SELECTED PASSAGE:
^^^^

[MARMAM] Dolphin Skin Affliction

Barbara Ann Saberton sabertob at optusnet.com.au
Mon May 17 02:31:13 PDT 2010


Hi,

Could you please post this response to the Marmam List, regarding the email posted 15/4/10 on the same subject.

Thank you.

Barb Saberton




Report on "Wave", an Adult female Tursiops sp and 1 year old calf suffering skin lesions. 


Port Adelaide Australia, April 11, 2010 and ongoing.





Many thanks to all who responded to our Marmam posting of April 15, 2010.

Wave and calf first reported with major skin lesions on April 11. Wave's were on her right flank and the calf's on the left flank.

Following posting on Marmam a number of responses were received concerning possible cause of the lesions. The most common cause suggested was burning (chemical, hot water or sunburn). Several respondents commented that this was the most severe case of skin lesion in a living dolphin they had seen.

Several people suggested swabbing the lesions to determine nature of the initial and/or secondary infection. After due consideration this option was rejected as too invasive, and unnecessary given continued improvement of both animals. It was also noted that even if the nature of a possible infection could be ascertained the application of treatment would be problematic.

^^^^

ASSIGNED TASK:
Please write out the dolphin skin report word for word, between "Several people suggested" and "would be problematic.", inclusive.

^^^^

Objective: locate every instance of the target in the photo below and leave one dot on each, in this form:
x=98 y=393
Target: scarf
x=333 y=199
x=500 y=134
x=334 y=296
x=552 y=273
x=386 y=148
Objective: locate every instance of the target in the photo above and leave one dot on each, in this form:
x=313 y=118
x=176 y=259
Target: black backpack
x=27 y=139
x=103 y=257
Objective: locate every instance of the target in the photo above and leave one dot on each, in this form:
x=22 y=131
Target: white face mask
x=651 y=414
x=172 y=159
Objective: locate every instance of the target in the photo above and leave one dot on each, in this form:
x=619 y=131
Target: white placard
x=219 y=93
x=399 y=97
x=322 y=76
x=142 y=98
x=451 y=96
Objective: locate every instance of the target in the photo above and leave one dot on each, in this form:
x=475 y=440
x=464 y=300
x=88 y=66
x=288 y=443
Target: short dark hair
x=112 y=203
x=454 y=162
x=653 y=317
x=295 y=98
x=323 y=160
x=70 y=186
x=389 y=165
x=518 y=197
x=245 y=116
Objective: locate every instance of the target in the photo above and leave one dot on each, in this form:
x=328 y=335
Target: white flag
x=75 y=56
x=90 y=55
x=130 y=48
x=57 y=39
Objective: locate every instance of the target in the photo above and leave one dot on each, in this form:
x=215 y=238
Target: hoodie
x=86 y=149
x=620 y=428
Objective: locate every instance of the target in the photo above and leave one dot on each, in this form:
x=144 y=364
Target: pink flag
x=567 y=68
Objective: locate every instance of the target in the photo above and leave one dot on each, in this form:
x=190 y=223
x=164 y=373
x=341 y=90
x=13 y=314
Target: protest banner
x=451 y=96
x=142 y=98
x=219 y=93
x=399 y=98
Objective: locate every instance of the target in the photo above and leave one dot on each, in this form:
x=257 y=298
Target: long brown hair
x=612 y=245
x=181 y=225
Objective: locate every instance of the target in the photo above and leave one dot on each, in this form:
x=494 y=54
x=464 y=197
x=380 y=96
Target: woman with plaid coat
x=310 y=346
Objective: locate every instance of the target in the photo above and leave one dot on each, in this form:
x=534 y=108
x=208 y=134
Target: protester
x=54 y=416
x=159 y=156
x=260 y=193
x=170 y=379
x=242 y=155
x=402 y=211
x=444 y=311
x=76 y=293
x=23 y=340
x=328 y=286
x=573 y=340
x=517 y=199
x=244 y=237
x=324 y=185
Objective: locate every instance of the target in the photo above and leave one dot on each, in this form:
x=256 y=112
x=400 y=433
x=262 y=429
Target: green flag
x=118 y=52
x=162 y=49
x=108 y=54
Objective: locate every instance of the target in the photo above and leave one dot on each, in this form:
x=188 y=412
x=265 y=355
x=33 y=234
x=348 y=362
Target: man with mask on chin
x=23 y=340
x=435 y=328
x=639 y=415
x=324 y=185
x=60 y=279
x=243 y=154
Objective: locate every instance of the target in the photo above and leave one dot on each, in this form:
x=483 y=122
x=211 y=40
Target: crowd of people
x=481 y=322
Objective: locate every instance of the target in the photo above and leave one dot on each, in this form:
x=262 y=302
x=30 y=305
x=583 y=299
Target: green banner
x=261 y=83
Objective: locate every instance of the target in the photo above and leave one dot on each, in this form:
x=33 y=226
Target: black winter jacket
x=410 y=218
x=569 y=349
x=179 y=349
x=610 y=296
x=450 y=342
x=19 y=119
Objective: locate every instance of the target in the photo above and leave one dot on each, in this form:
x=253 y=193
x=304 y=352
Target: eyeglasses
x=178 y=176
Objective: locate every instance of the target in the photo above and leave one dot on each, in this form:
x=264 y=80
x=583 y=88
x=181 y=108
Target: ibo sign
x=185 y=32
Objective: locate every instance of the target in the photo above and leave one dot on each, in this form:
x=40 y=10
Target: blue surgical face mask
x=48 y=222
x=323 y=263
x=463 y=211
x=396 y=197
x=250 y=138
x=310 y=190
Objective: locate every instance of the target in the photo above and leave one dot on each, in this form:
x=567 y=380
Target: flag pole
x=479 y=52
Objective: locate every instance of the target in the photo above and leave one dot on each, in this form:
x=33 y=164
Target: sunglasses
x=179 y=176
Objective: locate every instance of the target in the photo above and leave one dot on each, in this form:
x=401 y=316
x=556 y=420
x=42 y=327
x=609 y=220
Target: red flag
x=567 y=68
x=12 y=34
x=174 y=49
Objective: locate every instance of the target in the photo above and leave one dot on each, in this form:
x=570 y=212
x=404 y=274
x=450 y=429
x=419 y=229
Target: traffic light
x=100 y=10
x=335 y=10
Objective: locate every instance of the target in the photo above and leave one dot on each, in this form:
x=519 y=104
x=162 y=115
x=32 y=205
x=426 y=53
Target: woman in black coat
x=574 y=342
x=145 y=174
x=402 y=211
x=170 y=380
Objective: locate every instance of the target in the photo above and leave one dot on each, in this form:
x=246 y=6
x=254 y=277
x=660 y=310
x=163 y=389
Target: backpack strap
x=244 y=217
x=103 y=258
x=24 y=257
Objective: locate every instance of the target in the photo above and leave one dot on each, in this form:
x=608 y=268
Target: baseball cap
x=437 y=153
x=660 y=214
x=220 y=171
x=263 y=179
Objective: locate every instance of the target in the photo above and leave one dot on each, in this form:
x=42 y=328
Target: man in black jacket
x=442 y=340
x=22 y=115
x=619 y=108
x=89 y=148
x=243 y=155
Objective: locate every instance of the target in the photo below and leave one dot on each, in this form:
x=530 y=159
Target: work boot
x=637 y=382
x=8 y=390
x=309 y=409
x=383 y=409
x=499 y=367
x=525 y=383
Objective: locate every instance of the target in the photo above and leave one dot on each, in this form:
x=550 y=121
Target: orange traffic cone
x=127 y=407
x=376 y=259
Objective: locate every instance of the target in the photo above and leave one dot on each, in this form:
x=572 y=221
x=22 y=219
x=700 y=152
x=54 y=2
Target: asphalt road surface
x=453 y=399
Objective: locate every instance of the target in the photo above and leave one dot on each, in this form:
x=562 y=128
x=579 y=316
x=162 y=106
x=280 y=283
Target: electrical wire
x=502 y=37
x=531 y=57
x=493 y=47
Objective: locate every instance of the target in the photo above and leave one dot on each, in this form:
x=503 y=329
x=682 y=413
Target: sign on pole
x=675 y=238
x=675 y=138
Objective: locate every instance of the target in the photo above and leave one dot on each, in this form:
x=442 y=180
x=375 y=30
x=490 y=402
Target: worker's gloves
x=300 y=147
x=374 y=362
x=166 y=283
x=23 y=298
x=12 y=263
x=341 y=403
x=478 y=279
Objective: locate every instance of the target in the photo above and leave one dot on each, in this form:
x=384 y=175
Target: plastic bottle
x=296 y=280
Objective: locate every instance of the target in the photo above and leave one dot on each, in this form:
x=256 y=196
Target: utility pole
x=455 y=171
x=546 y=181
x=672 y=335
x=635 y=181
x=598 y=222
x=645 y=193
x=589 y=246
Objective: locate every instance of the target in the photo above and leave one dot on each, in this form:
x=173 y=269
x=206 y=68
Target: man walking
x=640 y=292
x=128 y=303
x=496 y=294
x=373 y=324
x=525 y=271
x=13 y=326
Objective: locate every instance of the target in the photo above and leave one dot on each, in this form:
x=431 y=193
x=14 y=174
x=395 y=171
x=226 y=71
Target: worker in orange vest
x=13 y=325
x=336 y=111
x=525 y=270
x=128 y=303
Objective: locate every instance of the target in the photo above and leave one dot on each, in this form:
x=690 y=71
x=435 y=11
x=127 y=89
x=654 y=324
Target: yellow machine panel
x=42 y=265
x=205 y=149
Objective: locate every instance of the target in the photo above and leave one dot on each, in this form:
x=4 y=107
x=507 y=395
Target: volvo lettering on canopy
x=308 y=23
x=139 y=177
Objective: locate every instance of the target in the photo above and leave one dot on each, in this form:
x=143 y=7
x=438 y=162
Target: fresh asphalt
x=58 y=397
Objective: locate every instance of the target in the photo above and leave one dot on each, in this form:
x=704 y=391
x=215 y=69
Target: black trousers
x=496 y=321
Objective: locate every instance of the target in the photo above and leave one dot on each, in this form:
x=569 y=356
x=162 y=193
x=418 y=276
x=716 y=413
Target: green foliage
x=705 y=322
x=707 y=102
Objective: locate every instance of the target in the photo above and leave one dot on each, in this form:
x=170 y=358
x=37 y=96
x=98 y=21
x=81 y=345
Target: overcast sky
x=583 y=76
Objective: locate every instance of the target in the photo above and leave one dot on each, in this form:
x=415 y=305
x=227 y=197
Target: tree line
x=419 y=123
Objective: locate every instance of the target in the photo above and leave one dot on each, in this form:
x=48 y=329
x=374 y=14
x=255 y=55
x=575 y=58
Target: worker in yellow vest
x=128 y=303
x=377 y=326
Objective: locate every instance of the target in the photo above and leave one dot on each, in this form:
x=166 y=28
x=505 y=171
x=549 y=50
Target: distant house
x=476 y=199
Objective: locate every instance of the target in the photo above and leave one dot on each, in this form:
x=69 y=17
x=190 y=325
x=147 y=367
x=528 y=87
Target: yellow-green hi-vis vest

^^^^

RESULT BELOW:
Several people suggested swabbing the lesions to determine nature of the initial and/or secondary infection. After due consideration this option was rejected as too invasive, and unnecessary given continued improvement of both animals. It was also noted that even if the nature of a possible infection could be ascertained the application of treatment would be problematic.